» Work to do: Which lines in the rows below contain the string "thin"? Pick out each one and copy it unchanged.

--- BEGIN Data section ---

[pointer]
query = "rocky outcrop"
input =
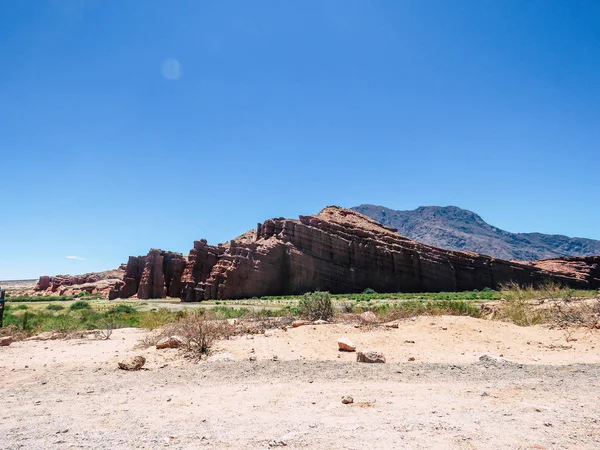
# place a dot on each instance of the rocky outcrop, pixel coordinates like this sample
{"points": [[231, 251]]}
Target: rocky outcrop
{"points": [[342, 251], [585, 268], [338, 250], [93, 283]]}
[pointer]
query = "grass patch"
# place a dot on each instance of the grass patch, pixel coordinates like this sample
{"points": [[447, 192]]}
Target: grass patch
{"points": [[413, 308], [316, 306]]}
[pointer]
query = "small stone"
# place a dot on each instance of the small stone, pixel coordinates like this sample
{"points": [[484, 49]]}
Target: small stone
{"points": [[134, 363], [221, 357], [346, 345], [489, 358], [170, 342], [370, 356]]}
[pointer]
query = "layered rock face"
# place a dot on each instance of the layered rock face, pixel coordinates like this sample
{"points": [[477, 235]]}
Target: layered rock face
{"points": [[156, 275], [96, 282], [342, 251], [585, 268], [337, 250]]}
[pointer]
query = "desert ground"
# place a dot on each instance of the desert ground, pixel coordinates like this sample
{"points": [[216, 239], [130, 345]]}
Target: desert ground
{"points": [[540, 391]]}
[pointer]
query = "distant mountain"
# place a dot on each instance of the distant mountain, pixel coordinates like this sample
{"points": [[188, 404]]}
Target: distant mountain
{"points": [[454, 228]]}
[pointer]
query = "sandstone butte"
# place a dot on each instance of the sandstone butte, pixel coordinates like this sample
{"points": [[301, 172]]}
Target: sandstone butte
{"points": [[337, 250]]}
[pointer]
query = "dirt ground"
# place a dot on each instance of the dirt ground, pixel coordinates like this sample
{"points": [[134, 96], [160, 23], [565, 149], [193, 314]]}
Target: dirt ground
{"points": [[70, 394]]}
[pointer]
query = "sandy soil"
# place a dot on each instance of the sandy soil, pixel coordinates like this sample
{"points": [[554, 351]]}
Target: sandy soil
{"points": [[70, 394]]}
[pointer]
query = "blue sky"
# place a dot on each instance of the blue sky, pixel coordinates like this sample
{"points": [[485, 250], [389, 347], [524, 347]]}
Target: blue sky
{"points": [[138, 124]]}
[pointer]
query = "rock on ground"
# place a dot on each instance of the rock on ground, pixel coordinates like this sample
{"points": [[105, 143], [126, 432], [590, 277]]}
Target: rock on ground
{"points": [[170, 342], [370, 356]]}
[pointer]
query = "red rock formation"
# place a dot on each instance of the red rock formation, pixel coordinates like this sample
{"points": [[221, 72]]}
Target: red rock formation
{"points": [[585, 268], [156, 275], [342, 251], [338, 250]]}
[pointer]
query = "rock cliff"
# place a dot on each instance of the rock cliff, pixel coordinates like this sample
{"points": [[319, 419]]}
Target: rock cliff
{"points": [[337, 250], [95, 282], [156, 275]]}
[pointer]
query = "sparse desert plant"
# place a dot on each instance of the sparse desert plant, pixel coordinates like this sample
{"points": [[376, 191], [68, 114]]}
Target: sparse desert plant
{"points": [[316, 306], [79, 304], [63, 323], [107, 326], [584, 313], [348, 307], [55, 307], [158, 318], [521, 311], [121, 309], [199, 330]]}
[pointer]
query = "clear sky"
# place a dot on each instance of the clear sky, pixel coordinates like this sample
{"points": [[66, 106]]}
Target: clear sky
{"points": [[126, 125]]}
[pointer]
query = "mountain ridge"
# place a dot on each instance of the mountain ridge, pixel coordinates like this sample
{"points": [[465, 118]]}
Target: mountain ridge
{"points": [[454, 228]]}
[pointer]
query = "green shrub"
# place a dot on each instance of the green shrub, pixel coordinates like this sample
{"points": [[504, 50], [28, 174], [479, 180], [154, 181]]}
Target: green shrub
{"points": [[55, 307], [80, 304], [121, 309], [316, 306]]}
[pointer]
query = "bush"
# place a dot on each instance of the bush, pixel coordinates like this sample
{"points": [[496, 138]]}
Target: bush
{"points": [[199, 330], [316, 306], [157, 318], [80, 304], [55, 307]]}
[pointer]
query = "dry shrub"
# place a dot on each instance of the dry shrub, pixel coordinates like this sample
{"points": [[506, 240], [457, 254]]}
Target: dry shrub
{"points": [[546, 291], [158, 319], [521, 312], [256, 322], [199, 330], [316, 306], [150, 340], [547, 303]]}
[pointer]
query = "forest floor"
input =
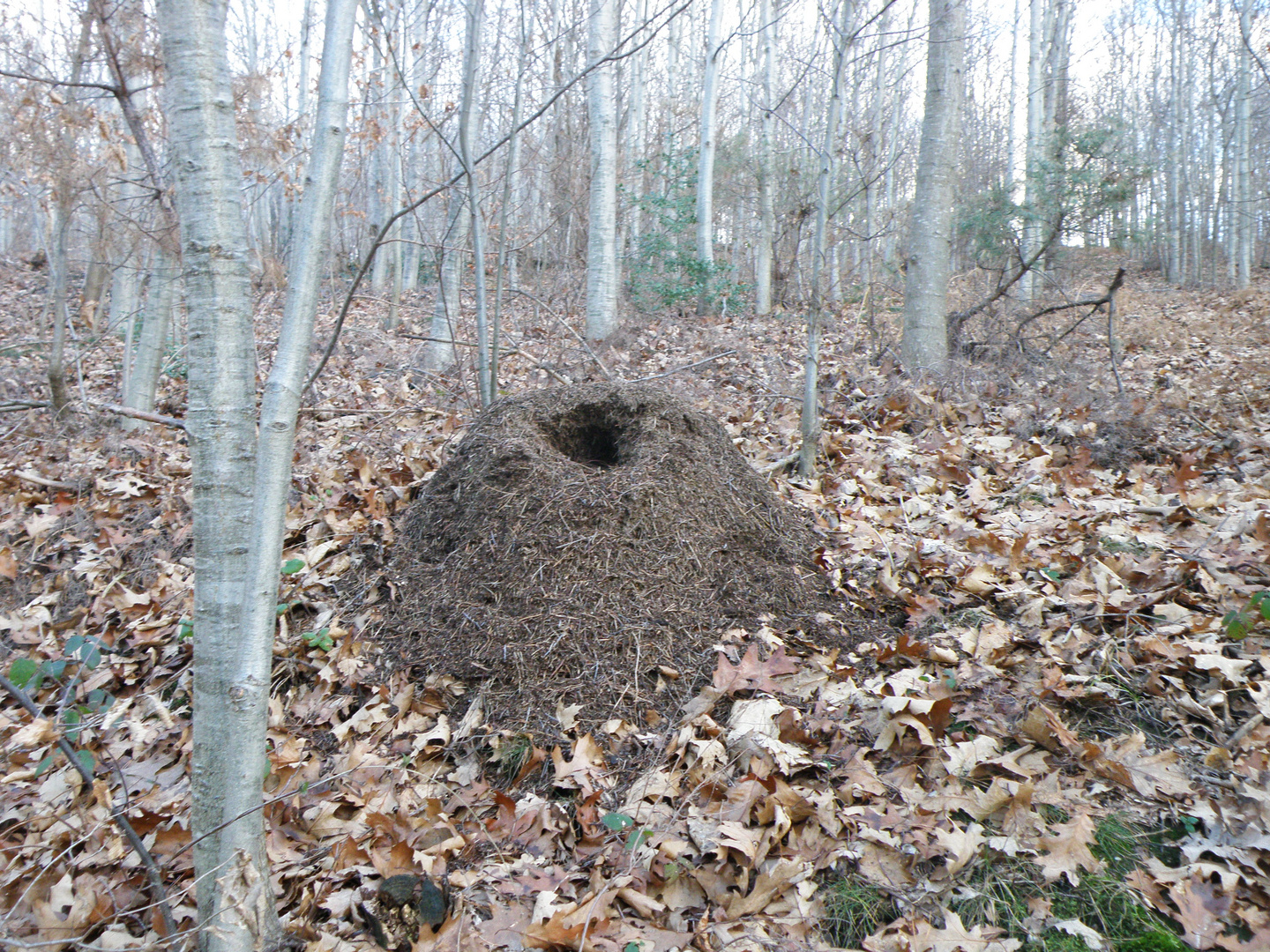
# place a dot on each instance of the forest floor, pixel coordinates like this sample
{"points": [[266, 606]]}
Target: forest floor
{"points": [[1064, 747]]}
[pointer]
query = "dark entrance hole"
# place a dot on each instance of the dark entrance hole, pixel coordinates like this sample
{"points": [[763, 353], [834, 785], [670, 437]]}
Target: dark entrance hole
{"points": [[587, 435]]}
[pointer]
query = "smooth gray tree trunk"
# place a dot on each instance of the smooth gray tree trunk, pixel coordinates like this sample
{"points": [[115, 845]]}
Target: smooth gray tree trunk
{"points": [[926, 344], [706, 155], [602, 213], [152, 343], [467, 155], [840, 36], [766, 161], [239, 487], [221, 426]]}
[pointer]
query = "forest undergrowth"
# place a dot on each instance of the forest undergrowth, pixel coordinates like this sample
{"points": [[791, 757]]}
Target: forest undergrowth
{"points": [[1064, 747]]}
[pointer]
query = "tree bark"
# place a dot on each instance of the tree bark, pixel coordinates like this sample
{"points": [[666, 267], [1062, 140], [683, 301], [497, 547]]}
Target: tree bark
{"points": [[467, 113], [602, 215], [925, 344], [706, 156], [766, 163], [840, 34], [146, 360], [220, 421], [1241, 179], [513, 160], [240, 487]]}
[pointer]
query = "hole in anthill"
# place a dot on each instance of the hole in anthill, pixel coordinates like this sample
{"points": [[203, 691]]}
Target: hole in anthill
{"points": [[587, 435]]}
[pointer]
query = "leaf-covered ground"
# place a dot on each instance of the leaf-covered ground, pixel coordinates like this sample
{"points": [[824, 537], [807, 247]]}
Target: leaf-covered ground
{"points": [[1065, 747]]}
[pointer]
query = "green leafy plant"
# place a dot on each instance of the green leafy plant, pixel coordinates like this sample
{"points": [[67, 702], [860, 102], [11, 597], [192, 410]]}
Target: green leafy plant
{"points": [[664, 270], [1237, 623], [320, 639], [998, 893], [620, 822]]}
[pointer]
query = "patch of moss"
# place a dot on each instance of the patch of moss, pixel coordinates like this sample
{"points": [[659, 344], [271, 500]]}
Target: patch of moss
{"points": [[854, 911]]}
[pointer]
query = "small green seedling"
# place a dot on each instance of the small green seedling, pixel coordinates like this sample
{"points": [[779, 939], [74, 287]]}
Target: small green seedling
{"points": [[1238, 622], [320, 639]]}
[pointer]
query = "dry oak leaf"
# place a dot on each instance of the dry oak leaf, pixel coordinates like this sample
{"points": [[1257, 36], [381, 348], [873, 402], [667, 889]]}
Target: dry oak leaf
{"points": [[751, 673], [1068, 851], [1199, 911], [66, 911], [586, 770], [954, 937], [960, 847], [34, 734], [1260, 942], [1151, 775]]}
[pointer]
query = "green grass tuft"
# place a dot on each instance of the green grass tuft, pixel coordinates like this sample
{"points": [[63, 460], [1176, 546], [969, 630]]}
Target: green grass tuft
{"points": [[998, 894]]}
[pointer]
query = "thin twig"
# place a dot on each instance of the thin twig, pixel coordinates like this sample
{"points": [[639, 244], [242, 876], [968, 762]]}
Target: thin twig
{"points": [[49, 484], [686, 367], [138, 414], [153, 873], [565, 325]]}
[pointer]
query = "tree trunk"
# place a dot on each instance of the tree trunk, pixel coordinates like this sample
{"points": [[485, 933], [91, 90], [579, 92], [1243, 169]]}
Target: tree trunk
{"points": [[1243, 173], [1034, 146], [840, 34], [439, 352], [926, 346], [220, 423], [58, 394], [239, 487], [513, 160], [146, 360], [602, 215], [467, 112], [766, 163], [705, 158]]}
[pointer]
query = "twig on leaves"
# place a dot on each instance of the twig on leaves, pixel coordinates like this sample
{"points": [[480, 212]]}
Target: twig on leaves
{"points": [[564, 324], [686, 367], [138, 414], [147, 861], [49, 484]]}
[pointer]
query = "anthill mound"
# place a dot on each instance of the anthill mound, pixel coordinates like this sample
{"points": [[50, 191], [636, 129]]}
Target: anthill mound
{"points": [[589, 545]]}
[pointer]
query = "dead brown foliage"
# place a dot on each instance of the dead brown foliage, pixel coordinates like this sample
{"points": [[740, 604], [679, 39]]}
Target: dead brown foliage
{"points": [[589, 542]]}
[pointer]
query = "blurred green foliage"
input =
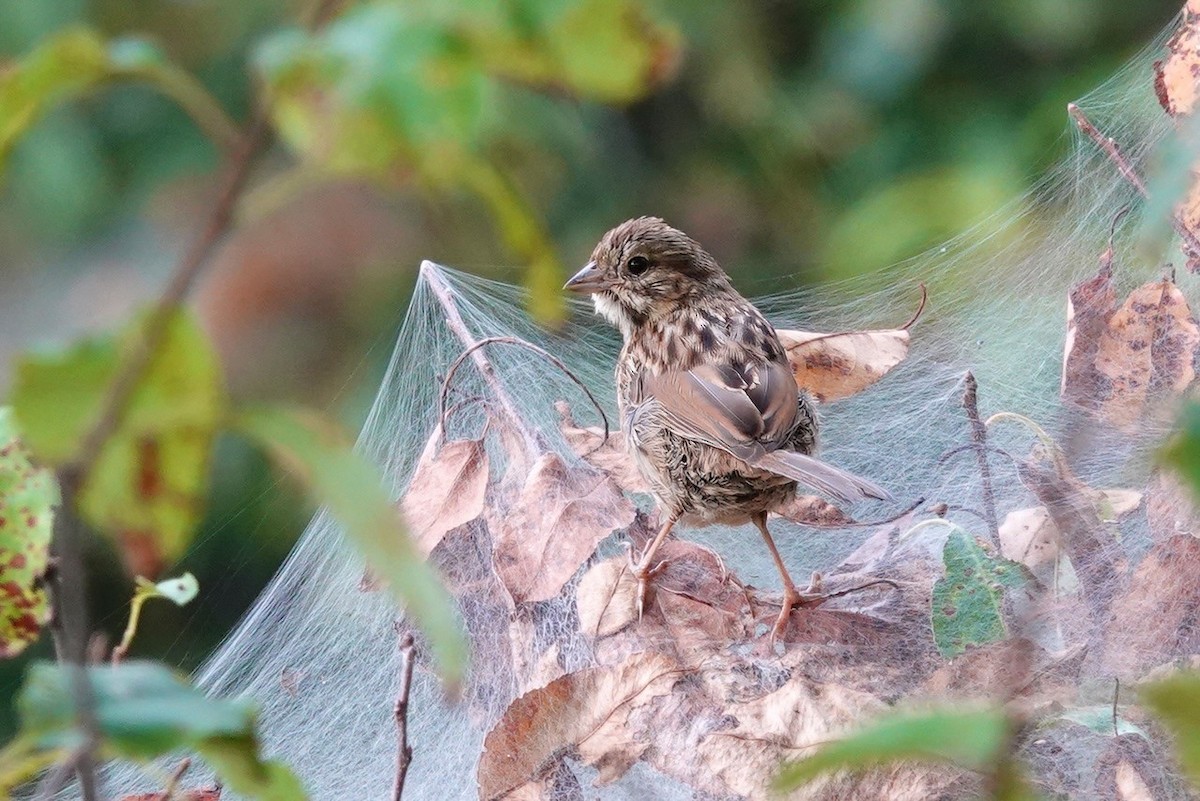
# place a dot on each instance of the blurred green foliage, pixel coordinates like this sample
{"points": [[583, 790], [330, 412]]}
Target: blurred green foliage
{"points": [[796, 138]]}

--- END Data section ---

» Worked answer:
query = "thin twig"
# place a dot on each instance of the thin twig, pixel coordinates like this sample
Target: thin twig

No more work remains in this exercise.